Exercise materials:
■ ■ ■ ■ ■

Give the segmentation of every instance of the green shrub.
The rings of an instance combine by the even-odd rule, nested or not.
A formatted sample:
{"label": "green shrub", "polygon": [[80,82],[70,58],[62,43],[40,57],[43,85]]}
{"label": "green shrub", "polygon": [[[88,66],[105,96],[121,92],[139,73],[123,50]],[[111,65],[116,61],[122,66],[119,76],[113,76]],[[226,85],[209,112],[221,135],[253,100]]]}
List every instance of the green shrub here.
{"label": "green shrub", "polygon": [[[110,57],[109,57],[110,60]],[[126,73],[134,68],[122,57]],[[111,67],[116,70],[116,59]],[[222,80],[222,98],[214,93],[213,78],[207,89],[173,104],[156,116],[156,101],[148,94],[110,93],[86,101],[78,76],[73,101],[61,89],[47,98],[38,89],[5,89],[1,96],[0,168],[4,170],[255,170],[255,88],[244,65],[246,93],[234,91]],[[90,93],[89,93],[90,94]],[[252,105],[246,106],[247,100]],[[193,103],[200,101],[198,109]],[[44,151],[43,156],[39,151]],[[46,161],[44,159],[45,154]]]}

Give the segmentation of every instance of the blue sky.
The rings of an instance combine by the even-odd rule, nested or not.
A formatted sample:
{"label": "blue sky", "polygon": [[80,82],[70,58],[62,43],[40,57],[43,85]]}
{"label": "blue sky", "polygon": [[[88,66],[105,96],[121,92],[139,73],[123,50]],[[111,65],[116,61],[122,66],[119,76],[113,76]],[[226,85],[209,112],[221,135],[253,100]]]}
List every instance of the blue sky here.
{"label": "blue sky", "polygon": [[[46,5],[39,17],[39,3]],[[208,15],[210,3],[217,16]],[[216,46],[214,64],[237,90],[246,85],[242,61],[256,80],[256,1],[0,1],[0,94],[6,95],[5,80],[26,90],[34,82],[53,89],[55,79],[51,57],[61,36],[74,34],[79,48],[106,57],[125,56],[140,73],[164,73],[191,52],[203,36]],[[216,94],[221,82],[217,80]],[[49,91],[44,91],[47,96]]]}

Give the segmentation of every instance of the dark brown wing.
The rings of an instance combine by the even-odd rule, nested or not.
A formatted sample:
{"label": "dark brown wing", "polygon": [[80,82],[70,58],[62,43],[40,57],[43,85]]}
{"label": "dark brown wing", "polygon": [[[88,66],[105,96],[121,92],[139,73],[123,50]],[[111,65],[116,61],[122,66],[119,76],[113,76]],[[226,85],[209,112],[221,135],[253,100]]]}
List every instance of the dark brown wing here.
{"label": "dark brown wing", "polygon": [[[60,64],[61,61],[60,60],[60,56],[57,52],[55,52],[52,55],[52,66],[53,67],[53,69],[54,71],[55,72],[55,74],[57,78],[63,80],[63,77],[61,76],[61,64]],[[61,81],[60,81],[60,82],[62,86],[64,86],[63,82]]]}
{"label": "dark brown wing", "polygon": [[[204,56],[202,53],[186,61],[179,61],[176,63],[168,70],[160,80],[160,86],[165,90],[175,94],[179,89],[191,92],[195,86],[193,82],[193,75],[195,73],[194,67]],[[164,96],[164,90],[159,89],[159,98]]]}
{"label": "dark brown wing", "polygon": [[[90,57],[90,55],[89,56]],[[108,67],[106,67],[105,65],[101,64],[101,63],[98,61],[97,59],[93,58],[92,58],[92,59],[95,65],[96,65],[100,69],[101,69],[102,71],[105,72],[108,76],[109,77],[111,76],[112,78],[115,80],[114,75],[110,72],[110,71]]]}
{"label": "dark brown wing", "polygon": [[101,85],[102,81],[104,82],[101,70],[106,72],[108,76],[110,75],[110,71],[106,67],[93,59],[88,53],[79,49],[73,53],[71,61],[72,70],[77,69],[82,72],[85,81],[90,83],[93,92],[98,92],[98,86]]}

■ ■ ■ ■ ■

Your instructions: Can you retype every line of the records above, character for character, leaving nothing out and changing nothing?

Correct output:
Give the segmentation of every instance of the green shrub.
The rings of an instance combine by the even-odd rule, nested or not.
A formatted sample:
{"label": "green shrub", "polygon": [[80,82],[70,58],[62,43],[40,57],[43,85]]}
{"label": "green shrub", "polygon": [[[88,66],[105,96],[121,92],[139,73],[123,50]],[[111,65],[116,61],[122,66],[119,76],[113,76]],[[226,85],[209,112],[221,135],[253,100]]]}
List every instance of the green shrub here.
{"label": "green shrub", "polygon": [[[110,57],[109,57],[110,60]],[[126,73],[134,68],[122,57]],[[111,67],[116,70],[116,59]],[[222,80],[222,98],[214,93],[213,78],[207,89],[173,104],[156,116],[156,101],[148,94],[110,93],[86,101],[78,76],[73,101],[61,89],[47,98],[38,89],[5,89],[1,96],[0,168],[4,170],[255,170],[255,88],[244,65],[246,93],[234,91]],[[90,93],[89,93],[90,94]],[[252,105],[246,106],[247,100]],[[193,103],[200,101],[198,109]],[[44,151],[43,156],[39,151]],[[46,161],[44,159],[45,154]]]}

Give the segmentation of every instance of the blue sky.
The rings of an instance combine by the even-odd rule, nested or not.
A formatted sample:
{"label": "blue sky", "polygon": [[80,82],[70,58],[62,43],[40,57],[43,85]]}
{"label": "blue sky", "polygon": [[[88,66],[105,96],[121,92],[139,73],[123,50]],[[111,65],[116,61],[122,66],[119,76],[113,76]],[[226,85],[209,112],[221,135],[253,100]]]}
List every instance of the blue sky here.
{"label": "blue sky", "polygon": [[[46,5],[39,17],[39,3]],[[208,15],[210,3],[217,16]],[[216,46],[214,64],[237,90],[246,85],[242,61],[256,80],[256,1],[0,1],[0,94],[6,95],[5,80],[26,90],[34,82],[53,89],[55,79],[51,57],[61,36],[74,34],[79,48],[106,57],[125,56],[140,73],[164,73],[191,52],[203,36]],[[216,94],[221,82],[217,80]],[[49,91],[44,91],[47,96]]]}

Give the segmentation of every instance of the dark brown wing.
The rings of an instance combine by the even-odd rule, nested or not.
A formatted sample:
{"label": "dark brown wing", "polygon": [[80,82],[70,58],[62,43],[40,57],[43,85]]}
{"label": "dark brown wing", "polygon": [[[88,66],[105,96],[121,92],[139,73],[123,50]],[[111,65],[116,61],[122,66],[119,76],[113,76]],[[226,85],[209,112],[221,135],[253,100]]]}
List every instance of the dark brown wing here.
{"label": "dark brown wing", "polygon": [[[60,64],[61,61],[60,60],[60,56],[57,52],[55,52],[52,55],[52,66],[53,67],[53,69],[54,71],[55,72],[55,74],[57,78],[63,80],[63,77],[61,76],[61,64]],[[61,81],[60,81],[60,82],[62,86],[64,86],[63,82]]]}
{"label": "dark brown wing", "polygon": [[[204,56],[202,53],[186,61],[179,61],[176,63],[168,70],[160,80],[160,86],[165,90],[175,94],[179,89],[191,92],[195,86],[193,82],[193,75],[195,73],[194,67]],[[164,96],[164,90],[159,89],[159,98]]]}
{"label": "dark brown wing", "polygon": [[[90,57],[90,55],[89,56]],[[108,67],[106,67],[105,65],[101,64],[101,63],[98,61],[97,59],[93,58],[92,58],[92,59],[95,65],[96,65],[100,69],[101,69],[102,71],[105,72],[108,76],[109,77],[111,76],[112,78],[115,80],[114,75],[110,72],[110,71]]]}
{"label": "dark brown wing", "polygon": [[101,85],[102,81],[104,82],[101,70],[106,72],[108,76],[110,75],[110,71],[106,67],[93,59],[88,53],[79,49],[73,53],[71,61],[72,70],[77,69],[82,72],[85,81],[90,83],[93,92],[98,92],[98,86]]}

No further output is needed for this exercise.